>> start Extract
Why We All Have a Chair Full of Clothes
I’ve lived in about a dozen houses in different cities. I’ve met people from dozens of different countries, guys who eat bugs, people who don’t have cell phones, singles addicted to Tinder, and beautiful large families with houses full of kids sorted by height and hair color.
I have come to the conclusion that the overstuffed chair is the true cultural nexus of the West, what binds nations together, what makes all men equal.
I’ve traveled to the ends of the earth and back. I’ve imbibed millions of books soaring through centuries and cultures. And I can assure you that there is no better kept secret, no greater taboo, and no more universal mystery: why the hell does everyone always have a chair full of clothes in the corner of the bedroom? And why do we hide it from others? Are we ashamed of it?
In those chats with friends, blessed with wine, the darkest secrets always come to light. You hear about infidelities, corruption, political conspiracies, and the like. But you’ve never heard anyone confess that they have a damn chair with a huge mountain of clothes next to the bed, and that it’s not a work of contemporary art.
>> end Extract
▶ [Exercise tasks]
a) Reproduce word for word the part of the chair-of-clothes essay that begins at the words "I have come" and ends after the words "all men equal.".
b) Resume the essay about the chair full of clothes from the point where it stops.
The rows that come next have no part in this.
>> start Given records
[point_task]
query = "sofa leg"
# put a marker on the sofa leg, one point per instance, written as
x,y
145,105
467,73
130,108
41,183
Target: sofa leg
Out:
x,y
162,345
>> end Given records
▶ [Answers to the exercises]
a)
I have come to the conclusion that the overstuffed chair is the true cultural nexus of the West, what binds nations together, what makes all men equal.

b)
I’ve been reorganizing my house this week. You know, I moved furniture, beds, sofas, rearranged all the closets, and reorganized my bookcase. When I was finished, the house was spotless, it looked brand new, I was tempted to take pictures of it and upload it to Instagram as if I was the reincarnation of Marie Kondo. But after barely five minutes had passed, I whizzed into my gleaming room, turned my head, and there it was! The chair with a three foot pile of tangled clothes was there.
It was there in the past. There is a booby trap at the entrance to my room that is only activated by the pressure of a female heel, and which emits an immediate question: “Why do you have all those clothes there? Fed up with the question, as a sociologist I have found it necessary to conduct a study. Although the origin of the chair is uncertain, most people claim that it grows vertically for three reasons: “I’ll wear it tomorrow”, “it’s not clean but it’s not dirty either”, “it’s not my size anymore, but maybe I’ll lose weight”.
The chair represents a limbo in our hygiene habits. It is temporary but eternal. We are not able to do away with it, nor do we understand why it reproduces itself as soon as we leave the house. Personally, at this point in my research, I’m inclined to believe the chair goes into Toy Story mode whenever we’re not looking at it. For this reason I have installed a 24/7 recording webcam focusing on the chair (I will continue to report).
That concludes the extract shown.